I know where to start is (probably, I think)
function iterativeLoop(level, depth) {
for(var i = 0; i < values.length; i++) {
if(level < depth) {
iterativeloop(level+1, depth);
}
else if (level=depth) {
}
}
}
I'm not sure how I can access the 'upper' levels once the function is called deeper though... i.e. I'm not sure how to access (1,2,4) and not just (?,?,4)
I hope that makes sense?
(Sorry I know my title isn't very good, I couldn't think how to concisely explain it)
I'm not sure how I can access the 'upper' levels once the function is called deeper though... i.e. I'm not sure how to access (1,2,4) and not just (?,?,4)
You will need to pass them on, e.g. in an array.
for(var i = 0; i < values.length; i++)
_ _ _ _
[Job 1]: Please extract each line of the rows below that contains the word "fabric". Uppercase and lowercase count as different.

[Data for the task]:
_ _ _ _
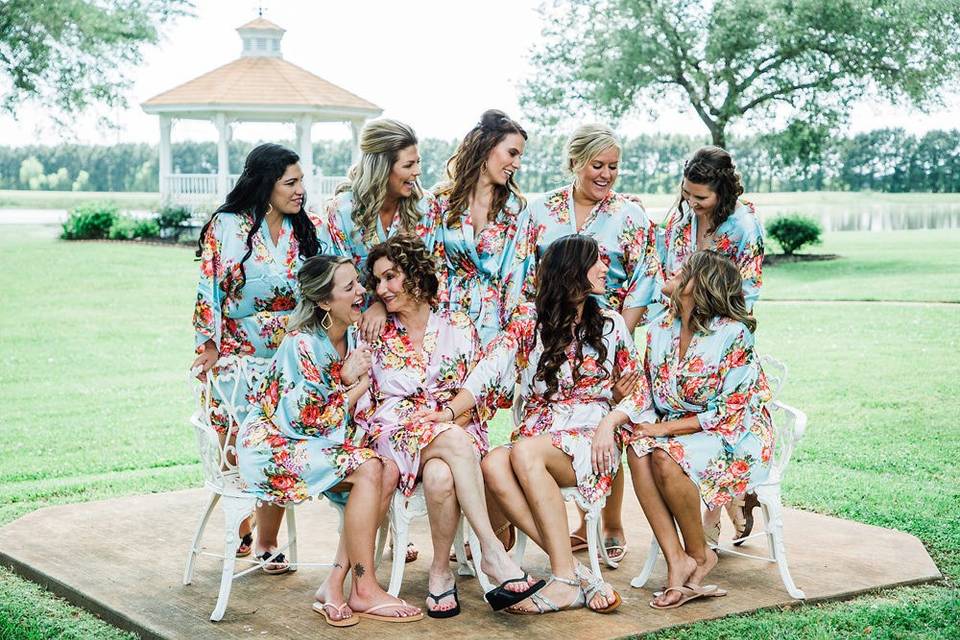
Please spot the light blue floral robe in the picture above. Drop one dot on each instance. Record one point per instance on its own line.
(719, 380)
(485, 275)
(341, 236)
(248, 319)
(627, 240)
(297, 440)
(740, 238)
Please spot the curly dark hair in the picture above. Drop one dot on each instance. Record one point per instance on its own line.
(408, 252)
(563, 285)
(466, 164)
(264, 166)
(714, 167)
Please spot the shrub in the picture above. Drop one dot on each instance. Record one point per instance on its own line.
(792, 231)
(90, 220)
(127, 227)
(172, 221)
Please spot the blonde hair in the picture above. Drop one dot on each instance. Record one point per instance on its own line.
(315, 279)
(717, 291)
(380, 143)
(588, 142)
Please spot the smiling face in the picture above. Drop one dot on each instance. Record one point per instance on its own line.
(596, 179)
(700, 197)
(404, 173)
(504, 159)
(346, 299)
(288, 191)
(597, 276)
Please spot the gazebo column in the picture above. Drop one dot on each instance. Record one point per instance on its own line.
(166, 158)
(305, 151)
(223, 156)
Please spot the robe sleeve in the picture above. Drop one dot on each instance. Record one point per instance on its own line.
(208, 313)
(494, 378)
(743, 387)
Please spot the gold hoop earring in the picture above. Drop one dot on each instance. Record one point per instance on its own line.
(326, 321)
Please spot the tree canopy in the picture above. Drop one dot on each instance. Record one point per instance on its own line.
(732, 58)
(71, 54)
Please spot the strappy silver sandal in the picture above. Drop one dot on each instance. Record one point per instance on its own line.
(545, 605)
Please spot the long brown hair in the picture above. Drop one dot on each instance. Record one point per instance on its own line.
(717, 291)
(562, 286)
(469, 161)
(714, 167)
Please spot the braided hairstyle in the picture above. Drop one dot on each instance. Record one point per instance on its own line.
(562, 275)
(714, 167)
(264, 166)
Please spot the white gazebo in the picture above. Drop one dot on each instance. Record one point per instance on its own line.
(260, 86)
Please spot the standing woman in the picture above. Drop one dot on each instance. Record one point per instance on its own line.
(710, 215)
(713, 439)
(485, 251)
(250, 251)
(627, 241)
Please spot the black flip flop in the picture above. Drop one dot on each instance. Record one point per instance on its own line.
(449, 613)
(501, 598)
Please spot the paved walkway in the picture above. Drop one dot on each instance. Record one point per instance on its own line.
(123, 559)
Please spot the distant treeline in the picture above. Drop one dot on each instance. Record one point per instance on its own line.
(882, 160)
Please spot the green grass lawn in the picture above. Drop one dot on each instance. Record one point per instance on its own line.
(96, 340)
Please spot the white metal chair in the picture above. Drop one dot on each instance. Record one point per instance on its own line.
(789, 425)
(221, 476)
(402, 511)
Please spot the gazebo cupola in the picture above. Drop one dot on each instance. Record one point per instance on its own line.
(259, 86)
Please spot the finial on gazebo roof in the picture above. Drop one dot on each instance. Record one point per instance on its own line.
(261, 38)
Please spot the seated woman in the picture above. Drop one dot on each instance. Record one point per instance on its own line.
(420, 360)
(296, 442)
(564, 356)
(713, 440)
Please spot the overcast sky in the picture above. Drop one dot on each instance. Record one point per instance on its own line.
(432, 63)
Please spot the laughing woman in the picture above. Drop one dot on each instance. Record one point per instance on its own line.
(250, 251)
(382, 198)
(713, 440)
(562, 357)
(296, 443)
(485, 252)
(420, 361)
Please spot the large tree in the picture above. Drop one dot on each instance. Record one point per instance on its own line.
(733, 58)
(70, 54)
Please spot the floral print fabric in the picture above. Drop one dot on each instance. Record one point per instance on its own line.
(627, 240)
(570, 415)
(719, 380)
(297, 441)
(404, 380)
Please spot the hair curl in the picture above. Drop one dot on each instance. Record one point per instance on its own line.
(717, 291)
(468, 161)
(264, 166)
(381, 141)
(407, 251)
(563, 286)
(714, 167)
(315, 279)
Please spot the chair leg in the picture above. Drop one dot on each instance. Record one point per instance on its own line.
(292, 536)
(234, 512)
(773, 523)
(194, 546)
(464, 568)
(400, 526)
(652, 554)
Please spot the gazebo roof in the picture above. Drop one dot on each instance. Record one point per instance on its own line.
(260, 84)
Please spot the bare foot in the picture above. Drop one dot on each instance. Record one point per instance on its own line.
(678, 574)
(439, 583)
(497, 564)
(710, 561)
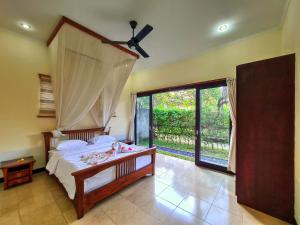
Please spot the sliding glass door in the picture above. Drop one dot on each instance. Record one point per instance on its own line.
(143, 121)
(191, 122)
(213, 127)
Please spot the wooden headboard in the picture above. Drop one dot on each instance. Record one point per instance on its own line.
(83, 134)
_ _ _ _
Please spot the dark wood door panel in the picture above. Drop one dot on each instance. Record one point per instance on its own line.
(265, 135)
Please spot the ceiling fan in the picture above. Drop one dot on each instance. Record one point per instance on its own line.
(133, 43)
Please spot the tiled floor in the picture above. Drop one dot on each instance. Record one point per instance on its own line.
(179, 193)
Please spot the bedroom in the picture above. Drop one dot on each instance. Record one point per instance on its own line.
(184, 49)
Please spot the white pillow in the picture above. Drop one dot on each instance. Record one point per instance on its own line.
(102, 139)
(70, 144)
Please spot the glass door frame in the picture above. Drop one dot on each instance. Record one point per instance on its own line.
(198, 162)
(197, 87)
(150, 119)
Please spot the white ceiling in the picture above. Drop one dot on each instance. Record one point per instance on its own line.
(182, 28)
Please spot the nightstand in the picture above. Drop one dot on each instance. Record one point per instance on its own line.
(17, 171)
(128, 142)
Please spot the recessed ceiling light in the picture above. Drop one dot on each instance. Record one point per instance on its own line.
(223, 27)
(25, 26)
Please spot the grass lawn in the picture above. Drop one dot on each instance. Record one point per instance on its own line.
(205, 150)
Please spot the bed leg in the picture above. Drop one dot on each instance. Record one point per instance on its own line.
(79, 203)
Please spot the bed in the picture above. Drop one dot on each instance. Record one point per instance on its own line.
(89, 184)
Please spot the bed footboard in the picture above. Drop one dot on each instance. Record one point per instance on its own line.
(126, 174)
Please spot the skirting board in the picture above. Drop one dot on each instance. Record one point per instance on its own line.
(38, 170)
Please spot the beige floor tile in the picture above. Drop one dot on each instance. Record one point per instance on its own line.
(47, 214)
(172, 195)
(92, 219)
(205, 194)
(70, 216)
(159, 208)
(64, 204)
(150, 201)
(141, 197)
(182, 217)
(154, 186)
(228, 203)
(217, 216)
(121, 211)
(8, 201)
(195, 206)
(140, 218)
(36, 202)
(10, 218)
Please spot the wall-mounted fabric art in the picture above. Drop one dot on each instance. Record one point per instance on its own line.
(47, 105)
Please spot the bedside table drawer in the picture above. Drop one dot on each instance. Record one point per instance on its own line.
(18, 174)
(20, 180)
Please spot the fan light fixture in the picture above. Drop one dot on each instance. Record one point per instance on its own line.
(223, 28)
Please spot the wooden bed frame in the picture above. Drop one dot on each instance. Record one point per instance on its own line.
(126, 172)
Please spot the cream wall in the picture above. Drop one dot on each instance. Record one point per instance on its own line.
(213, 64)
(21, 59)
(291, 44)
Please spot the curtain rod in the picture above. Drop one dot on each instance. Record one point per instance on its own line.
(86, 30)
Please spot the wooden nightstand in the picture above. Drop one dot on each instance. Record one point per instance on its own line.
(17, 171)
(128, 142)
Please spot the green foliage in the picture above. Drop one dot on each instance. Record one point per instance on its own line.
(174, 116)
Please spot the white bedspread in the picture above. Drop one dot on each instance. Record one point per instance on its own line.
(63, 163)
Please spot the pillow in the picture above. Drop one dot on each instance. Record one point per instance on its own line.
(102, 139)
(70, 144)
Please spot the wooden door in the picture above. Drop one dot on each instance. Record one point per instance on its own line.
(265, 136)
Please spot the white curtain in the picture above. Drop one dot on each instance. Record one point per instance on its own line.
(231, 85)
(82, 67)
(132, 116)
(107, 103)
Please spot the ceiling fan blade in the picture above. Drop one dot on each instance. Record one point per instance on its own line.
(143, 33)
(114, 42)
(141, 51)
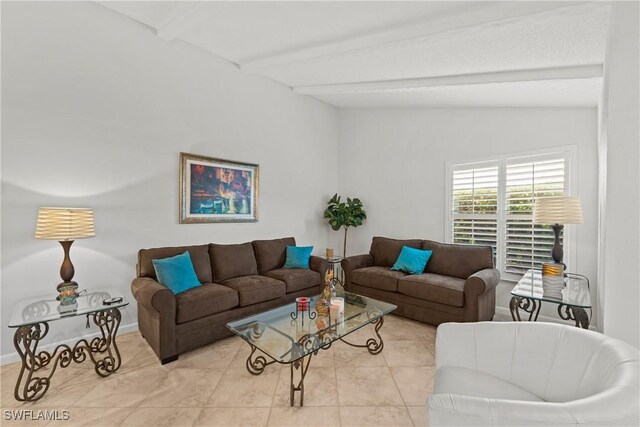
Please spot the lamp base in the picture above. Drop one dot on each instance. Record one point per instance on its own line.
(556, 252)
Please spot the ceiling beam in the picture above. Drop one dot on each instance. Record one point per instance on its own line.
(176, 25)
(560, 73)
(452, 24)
_ _ _ _
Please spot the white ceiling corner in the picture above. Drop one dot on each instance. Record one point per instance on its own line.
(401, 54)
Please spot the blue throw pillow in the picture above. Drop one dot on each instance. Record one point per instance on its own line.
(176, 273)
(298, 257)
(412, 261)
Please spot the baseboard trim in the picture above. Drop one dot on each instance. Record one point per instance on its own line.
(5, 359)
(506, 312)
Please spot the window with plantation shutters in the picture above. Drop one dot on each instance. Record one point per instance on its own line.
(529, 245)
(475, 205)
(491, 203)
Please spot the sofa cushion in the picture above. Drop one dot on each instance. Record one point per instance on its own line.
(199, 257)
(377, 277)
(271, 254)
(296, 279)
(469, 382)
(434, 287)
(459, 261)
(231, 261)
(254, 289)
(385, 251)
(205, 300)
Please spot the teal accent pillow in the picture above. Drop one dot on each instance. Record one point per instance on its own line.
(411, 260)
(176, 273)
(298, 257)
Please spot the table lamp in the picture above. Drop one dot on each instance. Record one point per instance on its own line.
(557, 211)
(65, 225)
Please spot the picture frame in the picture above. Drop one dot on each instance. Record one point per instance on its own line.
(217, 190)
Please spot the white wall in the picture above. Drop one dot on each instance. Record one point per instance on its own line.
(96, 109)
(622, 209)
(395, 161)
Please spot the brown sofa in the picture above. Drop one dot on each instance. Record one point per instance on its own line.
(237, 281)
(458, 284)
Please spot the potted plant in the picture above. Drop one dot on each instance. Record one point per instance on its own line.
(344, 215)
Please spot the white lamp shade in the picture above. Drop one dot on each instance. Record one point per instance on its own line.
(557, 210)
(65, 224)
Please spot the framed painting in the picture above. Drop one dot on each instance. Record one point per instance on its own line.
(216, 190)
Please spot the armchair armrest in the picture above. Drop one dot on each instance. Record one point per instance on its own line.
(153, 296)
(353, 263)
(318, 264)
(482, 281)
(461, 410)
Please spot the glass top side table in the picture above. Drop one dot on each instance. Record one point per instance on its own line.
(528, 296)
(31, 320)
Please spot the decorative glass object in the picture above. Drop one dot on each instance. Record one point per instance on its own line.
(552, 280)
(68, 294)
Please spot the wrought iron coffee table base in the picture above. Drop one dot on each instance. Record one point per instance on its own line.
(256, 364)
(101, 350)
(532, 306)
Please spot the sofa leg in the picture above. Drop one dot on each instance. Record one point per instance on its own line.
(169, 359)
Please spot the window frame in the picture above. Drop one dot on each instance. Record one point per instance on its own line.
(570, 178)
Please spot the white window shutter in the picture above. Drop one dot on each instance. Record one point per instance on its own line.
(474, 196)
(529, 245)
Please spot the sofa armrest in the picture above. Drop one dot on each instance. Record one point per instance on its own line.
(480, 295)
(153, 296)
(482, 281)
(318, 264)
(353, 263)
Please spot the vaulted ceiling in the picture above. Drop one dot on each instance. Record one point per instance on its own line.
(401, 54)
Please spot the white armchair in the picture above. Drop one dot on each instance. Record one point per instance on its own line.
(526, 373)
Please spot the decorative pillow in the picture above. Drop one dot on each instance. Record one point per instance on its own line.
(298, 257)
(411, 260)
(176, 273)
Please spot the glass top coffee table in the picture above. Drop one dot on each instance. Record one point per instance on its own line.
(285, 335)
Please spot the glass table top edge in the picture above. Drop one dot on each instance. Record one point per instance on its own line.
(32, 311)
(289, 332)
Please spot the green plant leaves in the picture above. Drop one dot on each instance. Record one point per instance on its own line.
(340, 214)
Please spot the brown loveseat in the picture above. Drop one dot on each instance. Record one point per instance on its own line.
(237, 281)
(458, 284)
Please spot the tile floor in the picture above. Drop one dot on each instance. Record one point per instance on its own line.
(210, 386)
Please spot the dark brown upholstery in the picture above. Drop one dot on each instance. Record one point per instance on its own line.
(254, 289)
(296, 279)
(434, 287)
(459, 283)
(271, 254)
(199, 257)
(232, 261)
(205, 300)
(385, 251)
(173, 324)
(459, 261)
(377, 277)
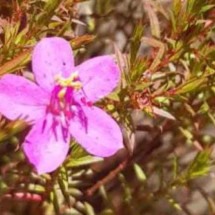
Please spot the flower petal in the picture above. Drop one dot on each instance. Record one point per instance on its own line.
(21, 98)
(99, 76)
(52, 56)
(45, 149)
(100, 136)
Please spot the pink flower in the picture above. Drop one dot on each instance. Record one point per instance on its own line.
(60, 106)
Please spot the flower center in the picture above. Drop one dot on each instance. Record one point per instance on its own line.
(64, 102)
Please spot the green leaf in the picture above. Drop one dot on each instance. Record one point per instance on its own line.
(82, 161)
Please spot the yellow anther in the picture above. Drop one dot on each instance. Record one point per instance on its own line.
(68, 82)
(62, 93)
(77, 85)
_ _ _ _
[Job 2]: Write out the forum thread above on nested loops from "I know where" up to and including "concisely explain it)".

[Task output 1]:
Please spot the floral print fabric in the picture above. Drop one dot on each instance. Record one point per instance on its own line.
Please spot the wall-mounted fabric art in the picture above. Drop one dot on each instance. Record one point per instance on its own line.

[Task output 2]:
I know where to start is (probably, I think)
function iterativeLoop(level, depth) {
for(var i = 0; i < values.length; i++) {
if(level < depth) {
iterativeloop(level+1, depth);
}
else if (level=depth) {
}
}
}
I'm not sure how I can access the 'upper' levels once the function is called deeper though... i.e. I'm not sure how to access (1,2,4) and not just (?,?,4)
I hope that makes sense?
(Sorry I know my title isn't very good, I couldn't think how to concisely explain it)